___ Data to process

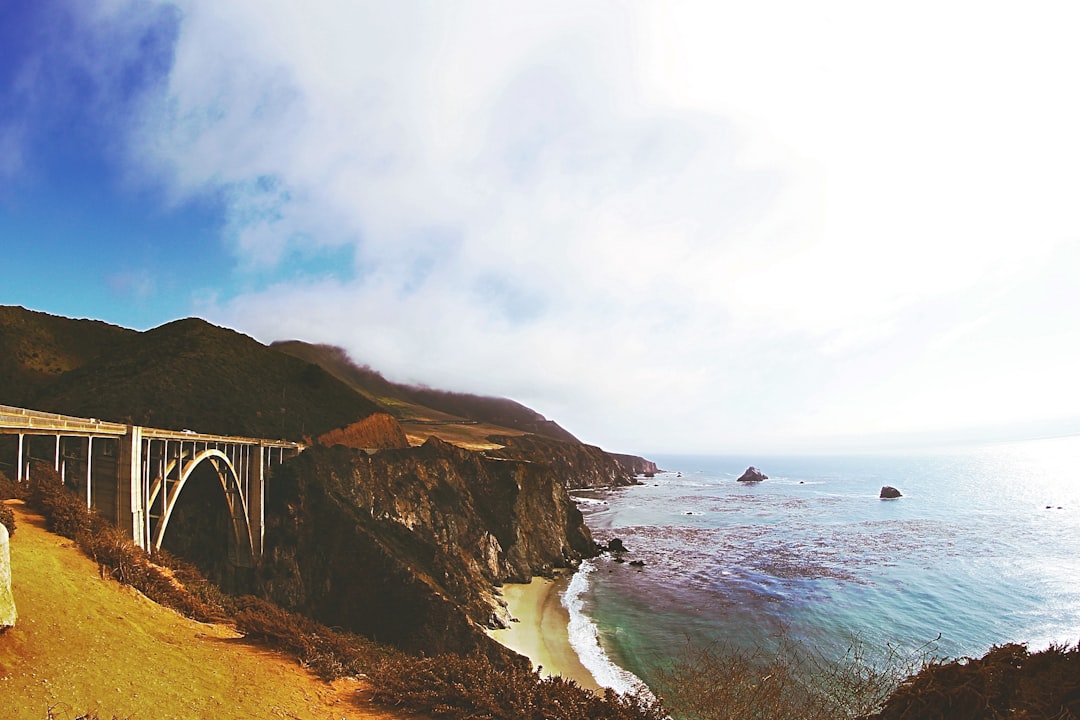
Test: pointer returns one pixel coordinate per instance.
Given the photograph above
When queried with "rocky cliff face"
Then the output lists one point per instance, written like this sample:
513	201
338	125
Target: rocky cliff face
406	545
636	465
575	464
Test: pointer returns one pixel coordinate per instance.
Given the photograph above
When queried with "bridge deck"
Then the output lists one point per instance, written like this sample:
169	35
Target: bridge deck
15	420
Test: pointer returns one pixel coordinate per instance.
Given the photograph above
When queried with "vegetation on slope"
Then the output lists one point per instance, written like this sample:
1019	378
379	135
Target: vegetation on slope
450	687
37	348
424	406
192	375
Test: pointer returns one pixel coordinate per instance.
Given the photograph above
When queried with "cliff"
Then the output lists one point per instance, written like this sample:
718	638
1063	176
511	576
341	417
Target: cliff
405	545
575	464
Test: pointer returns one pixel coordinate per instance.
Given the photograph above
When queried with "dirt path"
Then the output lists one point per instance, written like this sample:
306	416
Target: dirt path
83	643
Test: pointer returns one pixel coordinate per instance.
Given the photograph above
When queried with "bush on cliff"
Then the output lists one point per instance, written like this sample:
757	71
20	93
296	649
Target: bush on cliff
116	555
1006	682
474	688
471	688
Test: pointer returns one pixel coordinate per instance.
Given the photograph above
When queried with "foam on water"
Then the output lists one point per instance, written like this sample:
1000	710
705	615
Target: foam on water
584	639
983	548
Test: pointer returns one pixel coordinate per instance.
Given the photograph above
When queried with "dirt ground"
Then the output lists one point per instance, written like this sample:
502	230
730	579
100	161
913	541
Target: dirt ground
83	644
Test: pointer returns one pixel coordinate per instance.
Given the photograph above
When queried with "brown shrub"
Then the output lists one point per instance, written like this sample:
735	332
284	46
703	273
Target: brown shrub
12	490
471	688
327	652
1006	682
8	519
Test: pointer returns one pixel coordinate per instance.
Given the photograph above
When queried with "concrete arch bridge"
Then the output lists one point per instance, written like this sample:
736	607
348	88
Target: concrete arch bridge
134	475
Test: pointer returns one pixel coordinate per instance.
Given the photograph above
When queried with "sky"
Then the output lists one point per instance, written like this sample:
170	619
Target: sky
671	227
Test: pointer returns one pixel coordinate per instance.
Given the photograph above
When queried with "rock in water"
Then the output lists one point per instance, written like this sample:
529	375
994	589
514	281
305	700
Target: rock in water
615	545
8	613
753	475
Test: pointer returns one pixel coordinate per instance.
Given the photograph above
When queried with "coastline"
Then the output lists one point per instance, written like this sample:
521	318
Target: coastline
541	632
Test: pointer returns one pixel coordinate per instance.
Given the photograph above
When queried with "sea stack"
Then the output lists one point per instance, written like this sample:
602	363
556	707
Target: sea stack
753	475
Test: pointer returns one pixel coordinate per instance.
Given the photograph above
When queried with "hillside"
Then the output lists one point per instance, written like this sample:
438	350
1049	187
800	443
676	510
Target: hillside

______

▶ [Goal]: Collect every line of the data above that contains the string "arch", treating the match as case-sensitive.

▶ [The solution]:
When queried with "concrete arch bridge"
Target: concrete arch bridge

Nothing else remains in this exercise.